◆ TASK PROMPT
Give back the records below exactly, every one, with no pictures.

-- BEGIN EXERCISE MATERIAL --

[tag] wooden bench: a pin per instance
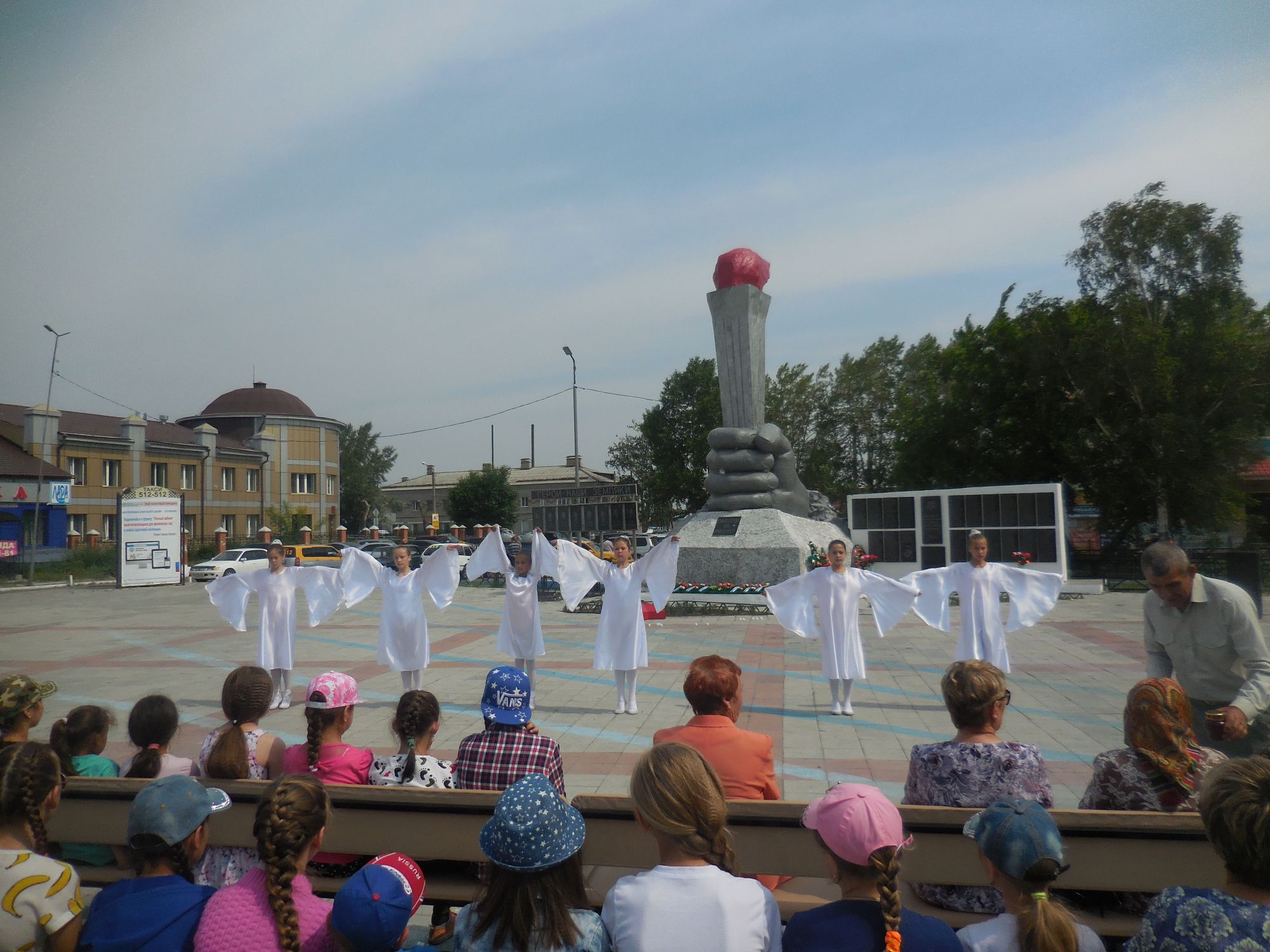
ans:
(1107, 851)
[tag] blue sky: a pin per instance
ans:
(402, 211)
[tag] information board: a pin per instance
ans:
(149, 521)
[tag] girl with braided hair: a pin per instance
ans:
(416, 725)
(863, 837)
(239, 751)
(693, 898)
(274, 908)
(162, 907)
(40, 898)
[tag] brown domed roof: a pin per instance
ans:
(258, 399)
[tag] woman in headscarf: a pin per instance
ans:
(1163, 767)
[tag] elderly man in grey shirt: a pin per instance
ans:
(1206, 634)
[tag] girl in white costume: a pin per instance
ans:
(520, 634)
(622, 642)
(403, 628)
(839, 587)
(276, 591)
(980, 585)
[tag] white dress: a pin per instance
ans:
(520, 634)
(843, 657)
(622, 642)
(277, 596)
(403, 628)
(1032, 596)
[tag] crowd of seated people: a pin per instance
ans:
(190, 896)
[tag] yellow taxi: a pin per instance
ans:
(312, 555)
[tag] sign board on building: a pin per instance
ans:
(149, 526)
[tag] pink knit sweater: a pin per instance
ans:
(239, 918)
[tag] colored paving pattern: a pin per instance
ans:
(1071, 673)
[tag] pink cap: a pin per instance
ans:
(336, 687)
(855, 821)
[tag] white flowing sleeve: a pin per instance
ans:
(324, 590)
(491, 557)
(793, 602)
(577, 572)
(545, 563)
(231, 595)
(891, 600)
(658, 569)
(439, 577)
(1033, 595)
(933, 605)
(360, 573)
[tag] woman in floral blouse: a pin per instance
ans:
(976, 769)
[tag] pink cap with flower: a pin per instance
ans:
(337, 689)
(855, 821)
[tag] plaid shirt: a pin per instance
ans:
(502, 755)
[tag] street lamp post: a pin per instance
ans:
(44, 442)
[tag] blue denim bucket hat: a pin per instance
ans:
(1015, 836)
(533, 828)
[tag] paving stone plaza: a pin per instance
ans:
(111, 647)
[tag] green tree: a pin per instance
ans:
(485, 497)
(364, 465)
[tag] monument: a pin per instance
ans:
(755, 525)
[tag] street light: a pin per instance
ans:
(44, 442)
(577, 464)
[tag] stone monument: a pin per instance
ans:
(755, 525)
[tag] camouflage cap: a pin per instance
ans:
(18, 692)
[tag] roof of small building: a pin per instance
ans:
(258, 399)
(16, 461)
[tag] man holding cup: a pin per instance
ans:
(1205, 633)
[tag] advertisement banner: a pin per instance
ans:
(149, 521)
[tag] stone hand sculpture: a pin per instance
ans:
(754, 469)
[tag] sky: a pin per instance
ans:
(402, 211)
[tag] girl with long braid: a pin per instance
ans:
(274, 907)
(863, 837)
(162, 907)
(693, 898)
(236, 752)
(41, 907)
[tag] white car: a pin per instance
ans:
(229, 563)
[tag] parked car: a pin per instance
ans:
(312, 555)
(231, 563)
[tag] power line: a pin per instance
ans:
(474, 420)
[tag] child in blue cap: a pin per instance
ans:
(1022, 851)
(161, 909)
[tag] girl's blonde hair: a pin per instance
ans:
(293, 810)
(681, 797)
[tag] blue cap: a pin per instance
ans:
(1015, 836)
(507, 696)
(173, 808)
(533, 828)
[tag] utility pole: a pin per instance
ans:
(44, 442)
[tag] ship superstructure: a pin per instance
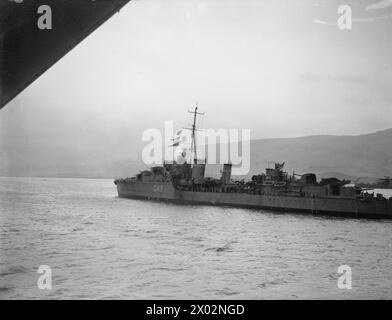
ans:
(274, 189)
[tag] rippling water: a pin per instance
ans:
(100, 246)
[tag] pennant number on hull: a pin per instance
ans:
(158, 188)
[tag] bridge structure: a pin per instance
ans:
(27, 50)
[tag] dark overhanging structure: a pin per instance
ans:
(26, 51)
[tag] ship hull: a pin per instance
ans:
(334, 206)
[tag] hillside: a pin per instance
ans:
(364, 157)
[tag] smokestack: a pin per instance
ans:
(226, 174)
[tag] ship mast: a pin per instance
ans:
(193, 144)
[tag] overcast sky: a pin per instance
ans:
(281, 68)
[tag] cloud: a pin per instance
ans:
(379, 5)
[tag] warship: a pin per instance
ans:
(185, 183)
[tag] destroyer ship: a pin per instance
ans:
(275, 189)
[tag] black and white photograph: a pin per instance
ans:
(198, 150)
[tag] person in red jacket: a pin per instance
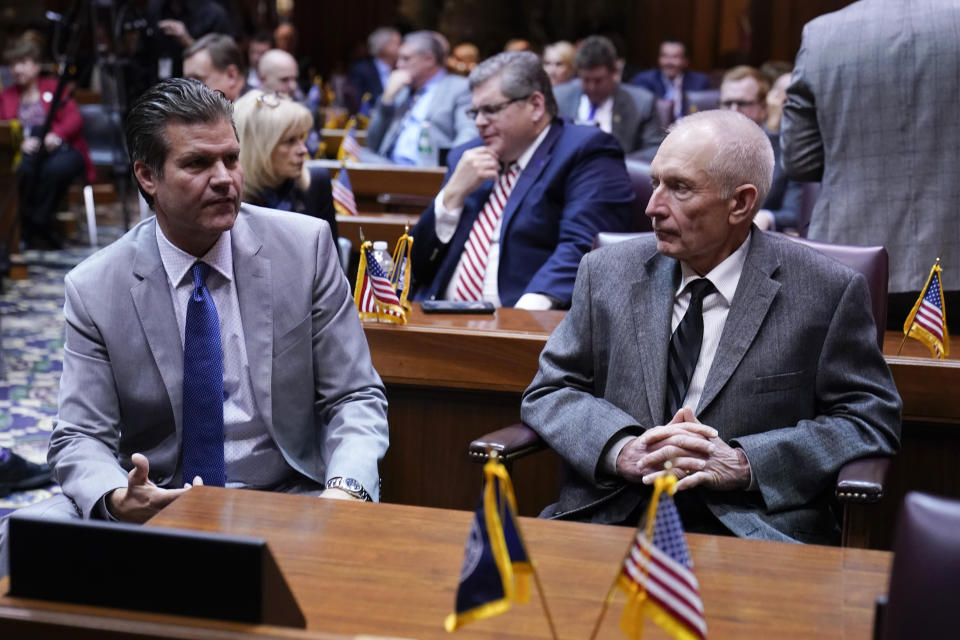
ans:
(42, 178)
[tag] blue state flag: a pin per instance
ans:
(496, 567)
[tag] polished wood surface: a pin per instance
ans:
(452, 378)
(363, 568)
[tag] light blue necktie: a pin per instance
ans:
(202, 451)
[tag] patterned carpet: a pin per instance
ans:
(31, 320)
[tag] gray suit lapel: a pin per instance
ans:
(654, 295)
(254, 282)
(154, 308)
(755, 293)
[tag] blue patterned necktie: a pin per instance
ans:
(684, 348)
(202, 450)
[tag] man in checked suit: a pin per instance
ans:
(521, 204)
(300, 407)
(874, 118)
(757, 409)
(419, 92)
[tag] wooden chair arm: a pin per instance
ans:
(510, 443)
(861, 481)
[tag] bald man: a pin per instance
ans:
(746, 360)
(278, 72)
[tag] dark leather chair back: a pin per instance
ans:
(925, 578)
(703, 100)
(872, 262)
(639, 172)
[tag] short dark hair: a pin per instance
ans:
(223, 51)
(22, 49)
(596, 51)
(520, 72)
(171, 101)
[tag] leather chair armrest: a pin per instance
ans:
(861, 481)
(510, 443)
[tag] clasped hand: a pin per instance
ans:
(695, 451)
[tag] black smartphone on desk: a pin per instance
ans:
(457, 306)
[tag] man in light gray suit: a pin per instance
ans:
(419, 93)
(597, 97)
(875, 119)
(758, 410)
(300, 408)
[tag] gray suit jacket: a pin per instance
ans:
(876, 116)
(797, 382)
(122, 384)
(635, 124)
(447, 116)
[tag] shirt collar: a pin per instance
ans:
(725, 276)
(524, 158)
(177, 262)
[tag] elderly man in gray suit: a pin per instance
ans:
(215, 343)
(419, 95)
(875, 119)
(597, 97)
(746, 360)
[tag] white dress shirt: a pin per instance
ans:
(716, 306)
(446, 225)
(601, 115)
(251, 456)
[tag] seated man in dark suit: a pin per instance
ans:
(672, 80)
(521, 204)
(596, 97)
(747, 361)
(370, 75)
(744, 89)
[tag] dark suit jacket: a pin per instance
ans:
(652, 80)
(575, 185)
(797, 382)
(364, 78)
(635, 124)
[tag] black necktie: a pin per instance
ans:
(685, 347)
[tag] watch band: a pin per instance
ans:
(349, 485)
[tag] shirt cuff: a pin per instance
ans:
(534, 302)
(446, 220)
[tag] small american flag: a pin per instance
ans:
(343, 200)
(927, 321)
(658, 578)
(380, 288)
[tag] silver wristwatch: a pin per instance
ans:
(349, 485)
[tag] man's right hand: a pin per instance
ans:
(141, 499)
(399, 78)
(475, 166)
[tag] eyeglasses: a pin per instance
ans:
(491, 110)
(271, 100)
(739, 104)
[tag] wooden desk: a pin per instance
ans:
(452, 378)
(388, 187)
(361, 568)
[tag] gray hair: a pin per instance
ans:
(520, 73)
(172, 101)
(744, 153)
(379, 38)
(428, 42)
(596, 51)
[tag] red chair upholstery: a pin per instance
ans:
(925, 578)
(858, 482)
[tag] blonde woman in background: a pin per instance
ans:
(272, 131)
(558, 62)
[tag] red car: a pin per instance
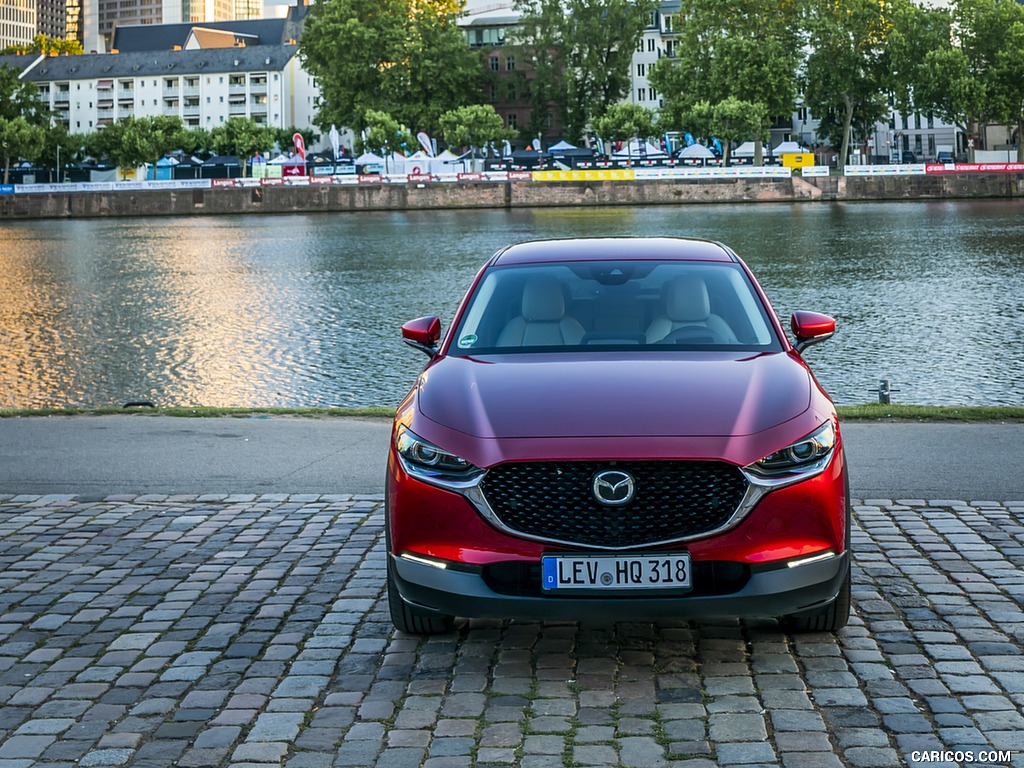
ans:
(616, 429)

-- END EXERCISE MATERIAL --

◆ RESPONSE TO THIS TASK
[tag] wooden bench: a pin per instance
ans:
(1107, 851)
[tag] blue sky: a pin per instance
ans:
(402, 211)
[tag] information board: a pin per instance
ans:
(149, 521)
[tag] girl with braided hair: a pin per instance
ans:
(416, 725)
(863, 837)
(239, 751)
(693, 898)
(274, 908)
(162, 907)
(40, 898)
[tag] brown domed roof: a pin per instance
ans:
(258, 399)
[tag] woman in headscarf: a pin per instance
ans:
(1163, 767)
[tag] elderly man in grey shirt: a pin per instance
ans:
(1206, 634)
[tag] girl in white costume: a pin per instance
ans:
(520, 634)
(622, 642)
(403, 628)
(839, 587)
(276, 591)
(980, 585)
[tag] white dress: a pin per instance
ans:
(520, 634)
(843, 657)
(622, 642)
(277, 596)
(403, 628)
(1032, 596)
[tag] crowd of seated people: a pin per instance
ans:
(190, 896)
[tag] yellow taxi: a pin per instance
ans:
(312, 555)
[tag] sign board on building: a pin per instance
ans:
(149, 526)
[tag] pink knit sweater: a pin per instance
ans:
(239, 918)
[tag] colored paving pattern: a pin per instance
ans:
(1071, 673)
[tag] pink cap: a pin per instance
ans:
(336, 687)
(855, 821)
[tag] white flowing sleeve: a pin per instance
ans:
(324, 590)
(491, 557)
(793, 602)
(577, 572)
(545, 563)
(231, 595)
(891, 600)
(658, 569)
(439, 577)
(1033, 595)
(933, 605)
(360, 573)
[tag] woman in floral blouse: a pin per instance
ans:
(976, 769)
[tag] pink cap with flower: a pin per instance
ans:
(337, 689)
(855, 821)
[tag] plaid shirt: a pin per instance
ans:
(502, 755)
[tag] street lamp post: a pin per instance
ans:
(44, 442)
[tag] blue denim bucket hat: a pin per instance
ans:
(1015, 836)
(533, 828)
[tag] paving stone plaza: a pin per instance
ans:
(111, 647)
[tag] green tree: a pin per instance
ans:
(485, 497)
(364, 465)
[tag] monument: a pin per instance
ans:
(755, 525)
[tag] street light: a pin per instance
ans:
(44, 442)
(577, 464)
[tag] stone monument: a pin per instance
ans:
(755, 525)
[tag] camouflage cap: a pin per instance
ans:
(18, 692)
[tag] roof of small building: a pin per instance
ans:
(258, 399)
(16, 461)
[tag] man holding cup: a pin per instance
ans:
(1205, 633)
[tag] advertisement banner: a pin per instance
ans:
(149, 521)
[tag] stone hand sculpture: a pin per instance
ans:
(754, 469)
[tag] sky: a pin per instance
ans:
(402, 211)
[tag] girl with long braid: a pin per instance
ans:
(274, 907)
(863, 837)
(162, 907)
(693, 898)
(236, 752)
(41, 907)
[tag] white car: a pin per instance
ans:
(229, 563)
[tag] parked car: a pin per instance
ans:
(312, 555)
(231, 563)
[tag] power line: a pin per instance
ans:
(474, 420)
[tag] child in blue cap: a pin per instance
ans:
(1022, 851)
(161, 909)
[tag] girl's blonde hair: a pin per instance
ans:
(293, 810)
(681, 797)
[tag] blue cap: a pin per instance
ans:
(1015, 836)
(507, 696)
(173, 808)
(533, 828)
[tag] utility pole: a pin per instance
ans:
(44, 442)
[tag] ship superstructure: a pin per instance
ans:
(274, 189)
[tag] rippling water: a pin per instance
ans:
(100, 246)
[tag] pennant number on hull: a pin per instance
ans:
(158, 188)
[tag] bridge structure: a pin per instance
ans:
(27, 50)
[tag] dark overhanging structure: a pin per instance
ans:
(26, 51)
[tag] ship hull: a pin per instance
ans:
(334, 206)
[tag] hillside: a pin per instance
ans:
(364, 157)
[tag] smokestack: a pin per instance
ans:
(226, 174)
[tag] ship mast: a pin per instance
ans:
(193, 144)
[tag] overcast sky: a pin per instance
ans:
(281, 68)
[tag] cloud: a pin per instance
ans:
(379, 5)
[tag] warship: a pin per instance
ans:
(185, 183)
[tag] destroyer ship: a pin per instance
ans:
(275, 189)
[tag] black and white photograph: a pin per instance
ans:
(198, 150)
[tag] person in red jacket: a pin per instance
ans:
(42, 178)
[tag] blue state flag: a pin per instance
ans:
(496, 567)
[tag] polished wood surface: a pin per instance
ans:
(452, 378)
(363, 568)
[tag] light blue necktie: a pin per instance
ans:
(202, 451)
[tag] patterned carpet: a pin per instance
ans:
(31, 320)
[tag] gray suit lapel: a pin per instance
ans:
(654, 295)
(254, 282)
(154, 308)
(755, 293)
[tag] blue patterned necktie: a pin per instance
ans:
(684, 348)
(202, 450)
[tag] man in checked suit: a pin per instance
ans:
(521, 204)
(300, 407)
(874, 118)
(757, 409)
(419, 92)
[tag] wooden chair arm: a pin per instance
ans:
(510, 443)
(861, 481)
[tag] bald man: a pin per instance
ans:
(746, 360)
(278, 72)
[tag] dark leather chair back: a pin per instance
ans:
(925, 578)
(703, 100)
(872, 262)
(639, 172)
[tag] short dark hair: a pin per instance
ans:
(223, 51)
(22, 49)
(596, 51)
(520, 72)
(171, 101)
[tag] leather chair armrest: a pin per instance
ans:
(861, 481)
(510, 443)
[tag] clasped hand: a pin per instance
ans:
(695, 451)
[tag] black smartphone on desk: a pin per instance
ans:
(457, 306)
[tag] man in light gray suit: a pin per instance
ans:
(419, 93)
(597, 97)
(875, 119)
(758, 410)
(300, 408)
[tag] gray suit jacket: a pin per instance
ans:
(876, 116)
(797, 382)
(122, 384)
(635, 124)
(447, 116)
[tag] shirt collar: a pin per instance
ans:
(725, 276)
(524, 158)
(177, 262)
[tag] elderly man in gray suit: a pin per instance
ans:
(215, 343)
(419, 95)
(875, 119)
(597, 97)
(746, 360)
[tag] white dress shirt: a pin per instance
ans:
(716, 306)
(446, 225)
(601, 115)
(251, 456)
[tag] seated man in dark suit: a pin per instance
ans:
(672, 80)
(521, 204)
(596, 97)
(747, 361)
(370, 75)
(744, 89)
[tag] dark suit jacket: a pin per instance
ans:
(652, 80)
(575, 185)
(797, 382)
(364, 78)
(635, 124)
[tag] black necktie: a pin per instance
ans:
(685, 347)
[tag] watch band: a pin per instance
ans:
(349, 485)
[tag] shirt cuff: a pin per instance
ans:
(534, 302)
(446, 220)
[tag] small american flag: a pin per instance
ans:
(343, 200)
(927, 321)
(658, 578)
(380, 288)
[tag] silver wristwatch: a pin per instance
ans:
(349, 485)
[tag] man's right hand: a pin per instance
ans:
(141, 499)
(399, 78)
(475, 166)
[tag] eyeglasses: a pin per instance
ans:
(491, 110)
(271, 100)
(739, 104)
[tag] wooden desk: a pin per instance
ans:
(452, 378)
(388, 187)
(361, 568)
[tag] gray hair: a pin per instance
ans:
(520, 73)
(172, 101)
(744, 153)
(379, 38)
(428, 42)
(596, 51)
[tag] red chair upholstery: a pin per instance
ans:
(925, 578)
(858, 482)
[tag] blonde woman in background: a pin per instance
ans:
(272, 131)
(558, 62)
[tag] red car: a pin per instance
ans:
(616, 429)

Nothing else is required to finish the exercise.